__Exercise instructions__.
Arrange every line of the records below as a JSON list of strings, one string per line, leaving out any blank lines.

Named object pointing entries
..........
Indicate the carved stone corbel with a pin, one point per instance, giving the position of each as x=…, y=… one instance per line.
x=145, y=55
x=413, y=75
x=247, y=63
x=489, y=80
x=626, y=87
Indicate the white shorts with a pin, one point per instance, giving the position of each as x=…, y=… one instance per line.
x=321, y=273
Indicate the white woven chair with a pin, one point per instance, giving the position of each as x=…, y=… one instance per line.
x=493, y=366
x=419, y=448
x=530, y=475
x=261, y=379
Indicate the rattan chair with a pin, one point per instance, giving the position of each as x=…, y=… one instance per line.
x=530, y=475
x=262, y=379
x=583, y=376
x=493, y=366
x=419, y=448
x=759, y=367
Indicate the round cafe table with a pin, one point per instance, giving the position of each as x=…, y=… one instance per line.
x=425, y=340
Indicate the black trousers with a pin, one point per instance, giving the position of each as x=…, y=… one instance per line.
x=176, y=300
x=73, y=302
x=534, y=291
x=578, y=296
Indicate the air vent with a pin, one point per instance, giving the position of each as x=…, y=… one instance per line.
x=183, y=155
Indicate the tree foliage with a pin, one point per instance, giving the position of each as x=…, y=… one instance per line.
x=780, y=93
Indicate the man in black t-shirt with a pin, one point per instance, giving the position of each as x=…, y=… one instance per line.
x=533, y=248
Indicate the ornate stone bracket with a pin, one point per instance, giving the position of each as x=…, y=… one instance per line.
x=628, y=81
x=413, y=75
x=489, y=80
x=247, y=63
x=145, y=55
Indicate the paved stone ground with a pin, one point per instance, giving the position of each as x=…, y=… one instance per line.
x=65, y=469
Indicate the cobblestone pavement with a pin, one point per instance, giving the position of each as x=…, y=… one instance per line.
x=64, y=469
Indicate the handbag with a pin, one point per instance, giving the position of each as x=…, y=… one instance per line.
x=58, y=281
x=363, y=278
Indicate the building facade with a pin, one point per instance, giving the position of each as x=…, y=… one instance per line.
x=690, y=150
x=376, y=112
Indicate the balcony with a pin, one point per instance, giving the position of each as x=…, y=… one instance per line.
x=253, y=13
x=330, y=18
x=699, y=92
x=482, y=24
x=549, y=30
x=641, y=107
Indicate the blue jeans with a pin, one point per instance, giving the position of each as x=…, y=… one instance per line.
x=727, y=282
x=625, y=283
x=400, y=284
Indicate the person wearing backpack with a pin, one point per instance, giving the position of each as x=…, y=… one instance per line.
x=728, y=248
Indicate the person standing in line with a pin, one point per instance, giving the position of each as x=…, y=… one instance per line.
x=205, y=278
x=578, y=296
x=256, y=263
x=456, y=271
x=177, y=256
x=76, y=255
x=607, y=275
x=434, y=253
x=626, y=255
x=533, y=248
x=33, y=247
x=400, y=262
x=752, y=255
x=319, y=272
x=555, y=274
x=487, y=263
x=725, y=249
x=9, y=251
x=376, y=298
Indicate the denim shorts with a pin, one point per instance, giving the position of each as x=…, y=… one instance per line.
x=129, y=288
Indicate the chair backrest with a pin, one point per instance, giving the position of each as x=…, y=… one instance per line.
..........
__Result of the exercise__.
[
  "Indicate the carved stone corbel with a pin, one point per instance, giving the position of each as x=…, y=… one instance per line.",
  "x=145, y=55",
  "x=413, y=75",
  "x=247, y=63",
  "x=489, y=80",
  "x=626, y=87",
  "Indicate the white shorts with a pin, one point per instance, giving the position of each as x=…, y=… one instance per line.",
  "x=321, y=273",
  "Indicate the white woven chair with a pin, one point per instance, giving the position of each as x=…, y=… one instance per line.",
  "x=493, y=366",
  "x=419, y=448",
  "x=530, y=475",
  "x=261, y=379",
  "Indicate the rattan chair with a pin, one point per instance, giving the position of each as x=…, y=… one instance per line.",
  "x=530, y=475",
  "x=262, y=379",
  "x=583, y=376",
  "x=493, y=366",
  "x=419, y=448",
  "x=759, y=367",
  "Indicate the round cafe table with a pin, one point per instance, giving the position of each as x=…, y=… one instance per line.",
  "x=425, y=340",
  "Indicate the black trousers with a pin, one point per instance, giving the position of each as x=…, y=… one instance per line.",
  "x=176, y=300",
  "x=73, y=302",
  "x=534, y=291",
  "x=578, y=296",
  "Indicate the air vent with a pin, one point per instance, giving the position of each as x=…, y=… one instance per line.",
  "x=183, y=155",
  "Indicate the tree foliage with a pin, one point per instance, giving the position of each as x=…, y=… one instance per line.",
  "x=780, y=93",
  "Indicate the man in black t-shirt with a pin, one point per instance, giving the position of each as x=…, y=… one instance per line.",
  "x=533, y=248",
  "Indicate the ornate stone bracket with a pin, one point per instance, giving the position of each as x=…, y=… one instance per line.",
  "x=628, y=81",
  "x=413, y=75",
  "x=489, y=80",
  "x=247, y=63",
  "x=145, y=55",
  "Indicate the paved stone ground with a pin, one point per instance, giving the position of each as x=…, y=… one instance per line.",
  "x=65, y=469",
  "Indicate the cobblestone pavement with a pin, one point per instance, giving the position of each as x=…, y=… one instance per line.",
  "x=64, y=469",
  "Indicate the handbag with a pin, one point per instance, giving the position of each as x=…, y=… one instance per line.",
  "x=58, y=281",
  "x=363, y=278",
  "Indicate the building facade with a pin, one point per instance, giving the position of each as x=…, y=… one instance per line.",
  "x=690, y=150",
  "x=376, y=112",
  "Indicate the balcony with a pin, one point per instance, giving the position of each as x=…, y=… one instance per line.",
  "x=253, y=13",
  "x=330, y=18",
  "x=699, y=92",
  "x=482, y=24",
  "x=549, y=30",
  "x=641, y=107",
  "Indicate the blue jeans with a pin, one point per instance, giving the position of each as x=…, y=… one instance per line.",
  "x=727, y=282",
  "x=625, y=283",
  "x=400, y=284",
  "Indicate the person wearing backpack with a pin, one point per instance, giving the position of each as x=…, y=… one instance per line.",
  "x=728, y=248",
  "Indicate the person standing in line with a pin, one point per instance, giving the position of each as x=…, y=… one instance per line.",
  "x=205, y=278",
  "x=578, y=296",
  "x=256, y=263",
  "x=456, y=271",
  "x=177, y=256",
  "x=76, y=255",
  "x=607, y=275",
  "x=434, y=253",
  "x=626, y=255",
  "x=533, y=248",
  "x=33, y=247",
  "x=400, y=262",
  "x=752, y=255",
  "x=319, y=272",
  "x=555, y=274",
  "x=487, y=263",
  "x=725, y=249",
  "x=9, y=251",
  "x=376, y=298",
  "Indicate the denim shorts with a pin, one point per instance, giving the position of each as x=…, y=… one instance per line.",
  "x=129, y=288",
  "Indicate the chair backrest with a pin, one point per instance, giving the position of each as x=…, y=… one instance per line."
]